== Request ==
Count the lines of the data below that contain the string "mountain", and reply with that number alone.

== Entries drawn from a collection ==
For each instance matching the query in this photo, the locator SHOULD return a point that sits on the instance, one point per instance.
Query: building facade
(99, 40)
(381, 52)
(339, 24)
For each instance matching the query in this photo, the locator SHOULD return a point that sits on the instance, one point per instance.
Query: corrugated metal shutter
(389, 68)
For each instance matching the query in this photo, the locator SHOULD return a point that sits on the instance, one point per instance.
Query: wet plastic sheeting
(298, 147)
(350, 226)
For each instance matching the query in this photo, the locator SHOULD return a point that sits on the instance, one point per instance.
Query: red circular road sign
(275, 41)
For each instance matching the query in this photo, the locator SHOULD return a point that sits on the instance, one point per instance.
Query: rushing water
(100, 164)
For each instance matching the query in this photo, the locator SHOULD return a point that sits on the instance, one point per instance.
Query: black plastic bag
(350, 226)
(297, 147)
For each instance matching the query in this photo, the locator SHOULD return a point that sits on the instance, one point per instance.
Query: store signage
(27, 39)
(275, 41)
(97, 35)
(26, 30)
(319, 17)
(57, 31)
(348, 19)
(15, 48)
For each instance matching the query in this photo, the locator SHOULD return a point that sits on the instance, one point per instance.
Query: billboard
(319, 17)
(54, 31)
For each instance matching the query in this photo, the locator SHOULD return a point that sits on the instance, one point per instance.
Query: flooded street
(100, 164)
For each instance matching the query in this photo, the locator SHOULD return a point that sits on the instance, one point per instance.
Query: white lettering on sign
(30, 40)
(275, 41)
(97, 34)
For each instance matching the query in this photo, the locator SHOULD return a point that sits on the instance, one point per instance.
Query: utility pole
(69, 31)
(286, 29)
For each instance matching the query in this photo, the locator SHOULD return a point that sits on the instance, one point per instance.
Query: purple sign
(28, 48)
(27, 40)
...
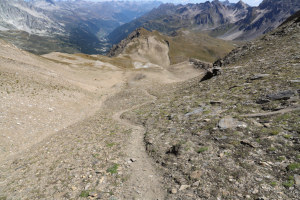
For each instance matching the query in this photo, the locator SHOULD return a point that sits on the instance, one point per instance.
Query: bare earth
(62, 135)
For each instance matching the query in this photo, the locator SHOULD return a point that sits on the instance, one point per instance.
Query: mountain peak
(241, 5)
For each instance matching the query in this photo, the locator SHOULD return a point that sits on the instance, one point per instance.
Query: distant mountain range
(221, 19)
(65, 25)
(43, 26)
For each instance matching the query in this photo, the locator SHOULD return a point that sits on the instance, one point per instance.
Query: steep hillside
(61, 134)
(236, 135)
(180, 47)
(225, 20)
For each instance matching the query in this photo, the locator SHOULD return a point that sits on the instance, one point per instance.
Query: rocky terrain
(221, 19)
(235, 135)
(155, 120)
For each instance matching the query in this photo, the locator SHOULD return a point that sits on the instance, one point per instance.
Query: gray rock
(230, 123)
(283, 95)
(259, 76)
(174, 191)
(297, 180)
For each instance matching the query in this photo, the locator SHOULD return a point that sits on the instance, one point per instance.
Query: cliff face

== Full output ==
2